[START OF ENTRIES]
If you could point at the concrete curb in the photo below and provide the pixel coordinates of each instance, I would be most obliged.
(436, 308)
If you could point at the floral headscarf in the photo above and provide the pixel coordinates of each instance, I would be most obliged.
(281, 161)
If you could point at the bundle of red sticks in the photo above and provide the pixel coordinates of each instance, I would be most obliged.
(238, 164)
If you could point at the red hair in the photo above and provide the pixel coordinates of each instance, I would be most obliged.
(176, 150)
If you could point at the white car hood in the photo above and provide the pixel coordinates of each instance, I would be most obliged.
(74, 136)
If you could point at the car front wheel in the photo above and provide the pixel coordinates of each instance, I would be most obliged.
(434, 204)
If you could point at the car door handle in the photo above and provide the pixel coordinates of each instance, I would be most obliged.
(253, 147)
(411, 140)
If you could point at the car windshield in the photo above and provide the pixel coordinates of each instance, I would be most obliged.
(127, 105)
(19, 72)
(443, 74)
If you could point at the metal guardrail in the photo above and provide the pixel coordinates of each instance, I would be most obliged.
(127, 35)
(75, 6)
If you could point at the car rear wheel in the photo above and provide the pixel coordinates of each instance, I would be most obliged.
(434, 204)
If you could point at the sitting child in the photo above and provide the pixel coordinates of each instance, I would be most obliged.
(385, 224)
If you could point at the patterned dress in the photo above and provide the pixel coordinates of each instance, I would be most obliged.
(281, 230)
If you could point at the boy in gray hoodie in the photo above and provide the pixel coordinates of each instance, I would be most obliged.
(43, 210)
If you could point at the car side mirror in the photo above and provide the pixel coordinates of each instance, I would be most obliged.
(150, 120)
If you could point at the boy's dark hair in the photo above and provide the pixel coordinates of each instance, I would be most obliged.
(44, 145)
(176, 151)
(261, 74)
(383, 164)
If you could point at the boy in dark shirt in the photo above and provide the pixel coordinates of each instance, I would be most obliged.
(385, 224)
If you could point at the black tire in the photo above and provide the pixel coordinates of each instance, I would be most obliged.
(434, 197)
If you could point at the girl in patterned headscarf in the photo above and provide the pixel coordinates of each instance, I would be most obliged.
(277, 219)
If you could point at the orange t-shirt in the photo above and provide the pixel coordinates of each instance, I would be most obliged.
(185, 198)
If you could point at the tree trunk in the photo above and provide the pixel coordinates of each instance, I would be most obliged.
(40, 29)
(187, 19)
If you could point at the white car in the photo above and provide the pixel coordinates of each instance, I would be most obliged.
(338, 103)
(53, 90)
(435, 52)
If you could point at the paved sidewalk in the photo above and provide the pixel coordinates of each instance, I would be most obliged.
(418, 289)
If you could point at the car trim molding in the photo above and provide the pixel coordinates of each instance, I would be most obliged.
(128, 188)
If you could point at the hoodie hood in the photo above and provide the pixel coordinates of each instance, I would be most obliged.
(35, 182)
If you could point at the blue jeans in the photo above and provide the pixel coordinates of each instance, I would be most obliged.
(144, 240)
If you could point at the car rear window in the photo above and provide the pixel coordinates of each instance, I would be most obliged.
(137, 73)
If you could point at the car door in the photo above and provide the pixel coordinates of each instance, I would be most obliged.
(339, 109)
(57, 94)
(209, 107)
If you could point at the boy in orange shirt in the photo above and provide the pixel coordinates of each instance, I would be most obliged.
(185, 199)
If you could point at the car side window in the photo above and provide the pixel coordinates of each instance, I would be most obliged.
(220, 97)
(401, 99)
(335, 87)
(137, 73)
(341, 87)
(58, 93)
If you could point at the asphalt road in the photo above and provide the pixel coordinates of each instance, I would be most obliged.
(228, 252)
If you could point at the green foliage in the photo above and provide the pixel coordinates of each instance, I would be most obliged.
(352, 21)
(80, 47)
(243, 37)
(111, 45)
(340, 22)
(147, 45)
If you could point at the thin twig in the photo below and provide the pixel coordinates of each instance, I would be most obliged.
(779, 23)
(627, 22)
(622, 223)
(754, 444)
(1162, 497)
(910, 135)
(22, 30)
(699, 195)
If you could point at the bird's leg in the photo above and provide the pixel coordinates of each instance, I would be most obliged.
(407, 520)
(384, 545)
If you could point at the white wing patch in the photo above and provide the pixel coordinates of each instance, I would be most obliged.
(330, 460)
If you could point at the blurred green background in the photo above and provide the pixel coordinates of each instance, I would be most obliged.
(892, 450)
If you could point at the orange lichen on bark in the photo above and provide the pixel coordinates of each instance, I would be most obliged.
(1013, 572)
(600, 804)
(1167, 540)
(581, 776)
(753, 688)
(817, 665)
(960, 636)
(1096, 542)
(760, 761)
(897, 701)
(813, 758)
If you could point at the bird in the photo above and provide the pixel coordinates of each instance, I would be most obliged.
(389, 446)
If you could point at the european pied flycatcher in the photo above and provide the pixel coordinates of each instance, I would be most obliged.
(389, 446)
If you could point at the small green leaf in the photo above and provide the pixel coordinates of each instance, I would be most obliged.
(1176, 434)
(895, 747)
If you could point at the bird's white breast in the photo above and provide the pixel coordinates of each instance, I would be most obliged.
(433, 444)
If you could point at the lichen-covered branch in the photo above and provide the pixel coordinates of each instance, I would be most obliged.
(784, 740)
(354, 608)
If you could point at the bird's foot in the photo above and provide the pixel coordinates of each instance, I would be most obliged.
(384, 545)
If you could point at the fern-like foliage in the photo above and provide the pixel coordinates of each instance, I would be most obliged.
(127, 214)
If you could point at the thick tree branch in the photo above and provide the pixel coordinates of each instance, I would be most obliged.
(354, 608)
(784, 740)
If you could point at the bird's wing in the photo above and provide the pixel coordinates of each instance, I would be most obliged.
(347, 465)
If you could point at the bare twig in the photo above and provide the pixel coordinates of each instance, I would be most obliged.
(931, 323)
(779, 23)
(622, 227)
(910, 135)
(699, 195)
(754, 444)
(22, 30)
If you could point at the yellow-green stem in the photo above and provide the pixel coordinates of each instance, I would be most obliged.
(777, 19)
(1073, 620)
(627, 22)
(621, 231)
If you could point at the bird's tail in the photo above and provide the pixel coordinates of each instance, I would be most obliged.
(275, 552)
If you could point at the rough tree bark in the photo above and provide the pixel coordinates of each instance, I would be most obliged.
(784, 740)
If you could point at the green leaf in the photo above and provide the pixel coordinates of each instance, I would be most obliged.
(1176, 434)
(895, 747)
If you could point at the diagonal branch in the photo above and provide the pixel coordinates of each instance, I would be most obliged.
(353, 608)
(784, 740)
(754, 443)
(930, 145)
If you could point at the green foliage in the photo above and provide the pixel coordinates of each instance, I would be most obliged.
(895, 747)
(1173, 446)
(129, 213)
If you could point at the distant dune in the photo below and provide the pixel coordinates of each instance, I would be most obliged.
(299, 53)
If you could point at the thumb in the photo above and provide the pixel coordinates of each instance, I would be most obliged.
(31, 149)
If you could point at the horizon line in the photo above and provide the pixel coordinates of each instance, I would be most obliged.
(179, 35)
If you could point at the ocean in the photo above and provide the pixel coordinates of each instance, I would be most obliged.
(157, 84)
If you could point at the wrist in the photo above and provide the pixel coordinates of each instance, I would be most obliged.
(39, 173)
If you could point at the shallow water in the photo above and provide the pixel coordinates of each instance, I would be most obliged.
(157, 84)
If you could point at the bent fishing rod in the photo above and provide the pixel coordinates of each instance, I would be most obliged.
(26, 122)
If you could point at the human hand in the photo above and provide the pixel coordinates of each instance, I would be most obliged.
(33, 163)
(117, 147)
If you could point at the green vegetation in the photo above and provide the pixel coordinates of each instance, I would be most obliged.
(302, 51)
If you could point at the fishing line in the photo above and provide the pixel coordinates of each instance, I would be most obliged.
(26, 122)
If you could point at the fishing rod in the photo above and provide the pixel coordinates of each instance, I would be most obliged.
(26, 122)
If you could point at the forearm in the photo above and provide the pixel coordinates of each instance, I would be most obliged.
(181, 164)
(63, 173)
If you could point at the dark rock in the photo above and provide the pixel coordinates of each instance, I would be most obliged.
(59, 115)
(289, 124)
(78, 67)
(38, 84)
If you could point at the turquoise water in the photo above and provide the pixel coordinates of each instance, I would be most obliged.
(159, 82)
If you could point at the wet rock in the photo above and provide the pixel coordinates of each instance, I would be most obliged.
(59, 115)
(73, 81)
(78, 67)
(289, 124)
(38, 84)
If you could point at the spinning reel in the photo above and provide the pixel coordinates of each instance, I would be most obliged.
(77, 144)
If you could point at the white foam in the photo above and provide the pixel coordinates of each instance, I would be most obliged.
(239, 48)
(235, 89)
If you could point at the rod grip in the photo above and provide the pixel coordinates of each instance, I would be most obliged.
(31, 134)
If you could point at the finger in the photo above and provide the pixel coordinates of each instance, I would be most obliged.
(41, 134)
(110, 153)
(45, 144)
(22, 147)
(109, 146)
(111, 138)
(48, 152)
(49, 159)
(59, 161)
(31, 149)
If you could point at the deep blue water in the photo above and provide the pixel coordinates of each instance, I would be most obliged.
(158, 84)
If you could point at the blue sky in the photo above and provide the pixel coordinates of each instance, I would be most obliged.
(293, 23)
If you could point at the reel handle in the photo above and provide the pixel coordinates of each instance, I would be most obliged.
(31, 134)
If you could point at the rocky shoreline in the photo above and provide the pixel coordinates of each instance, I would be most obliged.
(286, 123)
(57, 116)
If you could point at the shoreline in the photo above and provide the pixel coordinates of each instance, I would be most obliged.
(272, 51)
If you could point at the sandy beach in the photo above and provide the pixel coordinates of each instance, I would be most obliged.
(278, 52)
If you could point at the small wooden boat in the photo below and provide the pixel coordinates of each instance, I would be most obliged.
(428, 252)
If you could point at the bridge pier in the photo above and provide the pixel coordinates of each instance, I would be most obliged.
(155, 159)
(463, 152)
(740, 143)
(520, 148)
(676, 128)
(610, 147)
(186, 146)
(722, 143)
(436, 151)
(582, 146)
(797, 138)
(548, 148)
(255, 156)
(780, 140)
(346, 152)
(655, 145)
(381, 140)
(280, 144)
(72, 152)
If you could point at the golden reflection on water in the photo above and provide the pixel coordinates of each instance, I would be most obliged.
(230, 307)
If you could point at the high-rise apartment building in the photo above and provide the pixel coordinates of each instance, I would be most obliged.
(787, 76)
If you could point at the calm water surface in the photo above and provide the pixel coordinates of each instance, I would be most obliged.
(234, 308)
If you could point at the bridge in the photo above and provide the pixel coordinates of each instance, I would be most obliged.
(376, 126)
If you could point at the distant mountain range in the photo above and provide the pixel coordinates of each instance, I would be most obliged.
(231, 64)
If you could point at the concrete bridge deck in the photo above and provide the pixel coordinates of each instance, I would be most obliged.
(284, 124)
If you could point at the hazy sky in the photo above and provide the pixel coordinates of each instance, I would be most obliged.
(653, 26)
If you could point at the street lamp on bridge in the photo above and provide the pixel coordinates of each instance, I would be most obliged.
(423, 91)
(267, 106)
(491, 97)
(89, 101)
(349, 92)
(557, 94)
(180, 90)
[END OF ENTRIES]
# WHAT YOU ARE ASKED TO DO
Begin with the line that contains "If you could point at the golden" and set down each line exactly until the records above end, including the final line.

# THE RESULT
If you could point at the golden reflection on water in the photo above and provide the pixel coordinates of each instance, I would be most obliged.
(230, 307)
If you could point at the high-rise apartment building in the photo above and provide the pixel coordinates of each instance, I would be most obliged.
(787, 76)
If you could point at the calm water surface in the photo above and provide the pixel coordinates of each instance, I would be most obliged.
(234, 308)
If you could point at the bridge in the photo above and provide the pixel coordinates of each instance, I would be most obliged.
(376, 126)
If you could point at the distant mountain range in the photo above and provide the pixel coordinates of each instance, I would be most obliged.
(231, 64)
If you could point at the concrete bridge deck in the photo above and provide the pixel coordinates of each instance, I would be most obliged.
(284, 124)
If you could point at the hazy sky in the photo above and provide the pixel coordinates of each instance, I would be most obliged.
(653, 26)
If you could point at the street lamp on bridge in the photo above and provide the pixel coordinates of each instance, I would be most obliged.
(423, 91)
(267, 106)
(491, 97)
(89, 101)
(349, 92)
(557, 94)
(180, 90)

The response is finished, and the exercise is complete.